* USING THE INFORMATION
1 > Render this sentence from the forum thread below in Spanish: "Pip is not very strict on the dependencies."
2 > Print a passage of the forum thread below without changes: begin at the words "Pip is not very" and stop after the words "and install it.".

* EXTRACT
The package from our server is built with JetPack 6.2 and it should work:

Could you try it outside of the virtual environment to see if it can work?
Thanks.

It’s not feasible, as other robotic algorithms also run on this device. We need to isolate these environments.

VLLM is a large application that uses/wants a lot of ram. VLLM can easily use up the memory on a Jetson Thor.

Have you taken a look at https://github.com/NVIDIA/TensorRT-Edge-LLM to see if it could work for your use case?

That repo has lots of documentation to get started with it.

Pip is not very strict on the dependencies. Perhaps that’s the reason why it’s not working. Unless there is a strict dependency list which can guarantee the packages are EXACTLY the same as the ones on your official test device, the best option I have is building from source by myself. Is there a VLLM github repo with clear guidance targeting to Jetson Orin users?

I have already tested the ram usage on DGX SPARK, the RAM usage is only 5GB. It will work as long as the VLLM environment is ready.

What version Cuda 12 or 13 is on your Orin? https://vllm.ai/ Quickstart has a selector so you can choose the correct cuda version wheel.

You should install UV as that is vllm.ai method of installation.
curl -LsSf https://astral.sh/uv/install.sh | sh

uv venv --python 3.12 --seed --managed-python
source .venv/bin/activate

Go here and pick you VLLM Version https://vllm.ai/releases and install it.


Or

git clone https://github.com/vllm-project/vllm.git
cd vllm
git checkout $your chosen branch

python use_existing_torch.py
uv pip install . --torch-backend=auto

Hi,

Have you tried the below command:

$ pip install vllm --index-url https://pypi.jetson-ai-lab.io/jp6/cu126

It should install all the dependencies automatically.

Thanks

Yes and no. I did try this command but failed because of poor Internet connection, so I downloaded this offline package through my browser on another machine. Are you suggesting that’s why the installation failed?

* EXTRACTED RECORDS
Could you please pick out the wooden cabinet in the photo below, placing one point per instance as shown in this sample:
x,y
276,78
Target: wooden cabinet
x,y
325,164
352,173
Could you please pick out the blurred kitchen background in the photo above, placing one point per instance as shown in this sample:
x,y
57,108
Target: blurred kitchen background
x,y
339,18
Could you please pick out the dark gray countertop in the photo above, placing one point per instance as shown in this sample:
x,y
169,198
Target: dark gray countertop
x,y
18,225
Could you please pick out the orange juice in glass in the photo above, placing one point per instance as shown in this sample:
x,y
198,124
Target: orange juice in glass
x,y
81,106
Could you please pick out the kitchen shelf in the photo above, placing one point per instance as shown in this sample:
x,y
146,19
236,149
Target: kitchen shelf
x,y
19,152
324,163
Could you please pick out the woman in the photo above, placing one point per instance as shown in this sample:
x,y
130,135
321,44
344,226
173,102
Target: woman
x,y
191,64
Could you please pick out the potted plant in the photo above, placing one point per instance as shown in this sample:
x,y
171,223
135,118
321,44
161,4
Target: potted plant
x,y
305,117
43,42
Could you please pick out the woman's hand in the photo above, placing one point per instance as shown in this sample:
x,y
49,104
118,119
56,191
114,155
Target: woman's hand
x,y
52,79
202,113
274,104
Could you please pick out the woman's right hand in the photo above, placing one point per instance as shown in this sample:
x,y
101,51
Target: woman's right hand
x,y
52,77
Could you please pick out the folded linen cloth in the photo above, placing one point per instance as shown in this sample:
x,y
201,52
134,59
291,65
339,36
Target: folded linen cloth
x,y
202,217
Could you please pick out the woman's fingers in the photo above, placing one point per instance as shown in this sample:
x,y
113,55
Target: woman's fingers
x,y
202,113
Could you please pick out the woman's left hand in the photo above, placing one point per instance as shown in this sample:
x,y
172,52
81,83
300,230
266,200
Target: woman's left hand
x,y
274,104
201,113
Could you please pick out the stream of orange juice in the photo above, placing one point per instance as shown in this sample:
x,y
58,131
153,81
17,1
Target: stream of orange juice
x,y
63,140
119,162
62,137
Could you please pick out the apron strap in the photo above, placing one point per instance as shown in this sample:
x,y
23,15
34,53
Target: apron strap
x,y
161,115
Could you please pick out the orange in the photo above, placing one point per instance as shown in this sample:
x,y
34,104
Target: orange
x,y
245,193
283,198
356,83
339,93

* RESULTS BY TASK
1 > Pip no es muy estricto con las dependencias.

2 >
Pip is not very strict on the dependencies. Perhaps that’s the reason why it’s not working. Unless there is a strict dependency list which can guarantee the packages are EXACTLY the same as the ones on your official test device, the best option I have is building from source by myself. Is there a VLLM github repo with clear guidance targeting to Jetson Orin users?

I have already tested the ram usage on DGX SPARK, the RAM usage is only 5GB. It will work as long as the VLLM environment is ready.

What version Cuda 12 or 13 is on your Orin? https://vllm.ai/ Quickstart has a selector so you can choose the correct cuda version wheel.

You should install UV as that is vllm.ai method of installation.
curl -LsSf https://astral.sh/uv/install.sh | sh

uv venv --python 3.12 --seed --managed-python
source .venv/bin/activate

Go here and pick you VLLM Version https://vllm.ai/releases and install it.